Stated exercise ▸ Retype the passage of the messaging protocol post from "1. Latency and" to "a good thing.", word for word.

Text shown ▸
┌────────
Posted on March 20, 2010. Filed under: Computer Science, Programming, Services | Tags: , , , , , |

We’ve been planning on moving to a new messaging protocol for a while. We’ve looked at a lot of different solutions but had enough issues with every proposed solution to date that we haven’t made a decision. JR Boyens pointed us to Google’s announcement Protocol Buffers: Google’s Data Interchange Format in July. Glanced at it but then it got lost in the everyday noise. Recent work on a project caused it to get more attention. I like what I see.

As part of a new offering we decided to add in our new messaging direction. We’re processing realtime voice conversations. Some of our major considerations are:

  1. Latency and Performance – Latency matters to us. A LOT. I’m including not only network transport but also memory and CPU. The total time it takes for a message to get from it’s native format in the sender to it’s native format in the receiver. We’re dealing with real time voice communications, too much latency and best case is the callers experience suffers. Our labor model is also sensitive to even small changes in latency. The smaller the latency the more efficient we are, the happier our client’s customers are and the more money we make. As greedy capitalist we see that as a good thing.
└────────
Raw data ▸
┌────────
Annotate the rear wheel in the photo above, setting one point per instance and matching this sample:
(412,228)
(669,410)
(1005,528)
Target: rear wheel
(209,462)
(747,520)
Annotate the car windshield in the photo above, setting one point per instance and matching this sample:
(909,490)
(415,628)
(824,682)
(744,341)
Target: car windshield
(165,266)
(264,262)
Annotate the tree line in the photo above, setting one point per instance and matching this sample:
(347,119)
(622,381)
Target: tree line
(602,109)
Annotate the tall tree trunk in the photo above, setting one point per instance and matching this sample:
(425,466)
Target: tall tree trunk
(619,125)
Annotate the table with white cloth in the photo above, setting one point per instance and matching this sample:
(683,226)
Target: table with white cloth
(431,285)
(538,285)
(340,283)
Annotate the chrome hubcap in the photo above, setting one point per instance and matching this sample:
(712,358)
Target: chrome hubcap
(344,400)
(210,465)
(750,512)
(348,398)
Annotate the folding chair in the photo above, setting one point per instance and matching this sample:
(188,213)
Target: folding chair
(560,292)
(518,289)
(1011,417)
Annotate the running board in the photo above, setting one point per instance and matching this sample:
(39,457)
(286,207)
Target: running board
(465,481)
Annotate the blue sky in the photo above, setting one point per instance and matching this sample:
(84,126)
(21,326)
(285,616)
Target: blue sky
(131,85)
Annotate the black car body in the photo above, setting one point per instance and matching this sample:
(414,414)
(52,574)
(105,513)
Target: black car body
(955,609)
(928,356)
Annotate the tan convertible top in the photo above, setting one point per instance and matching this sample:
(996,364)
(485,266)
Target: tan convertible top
└────────
┌────────
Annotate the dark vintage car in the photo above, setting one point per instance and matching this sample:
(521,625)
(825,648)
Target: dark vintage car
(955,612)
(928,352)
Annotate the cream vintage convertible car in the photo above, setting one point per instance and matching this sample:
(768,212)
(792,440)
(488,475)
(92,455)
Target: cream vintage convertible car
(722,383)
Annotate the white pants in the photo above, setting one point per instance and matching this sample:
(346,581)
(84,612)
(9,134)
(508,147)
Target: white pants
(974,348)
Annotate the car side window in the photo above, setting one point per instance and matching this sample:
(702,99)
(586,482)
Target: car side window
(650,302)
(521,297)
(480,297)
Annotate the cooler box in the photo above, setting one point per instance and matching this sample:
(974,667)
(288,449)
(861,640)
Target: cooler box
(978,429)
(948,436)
└────────
Task output ▸
1. Latency and Performance – Latency matters to us. A LOT. I’m including not only network transport but also memory and CPU. The total time it takes for a message to get from it’s native format in the sender to it’s native format in the receiver. We’re dealing with real time voice communications, too much latency and best case is the callers experience suffers. Our labor model is also sensitive to even small changes in latency. The smaller the latency the more efficient we are, the happier our client’s customers are and the more money we make. As greedy capitalist we see that as a good thing.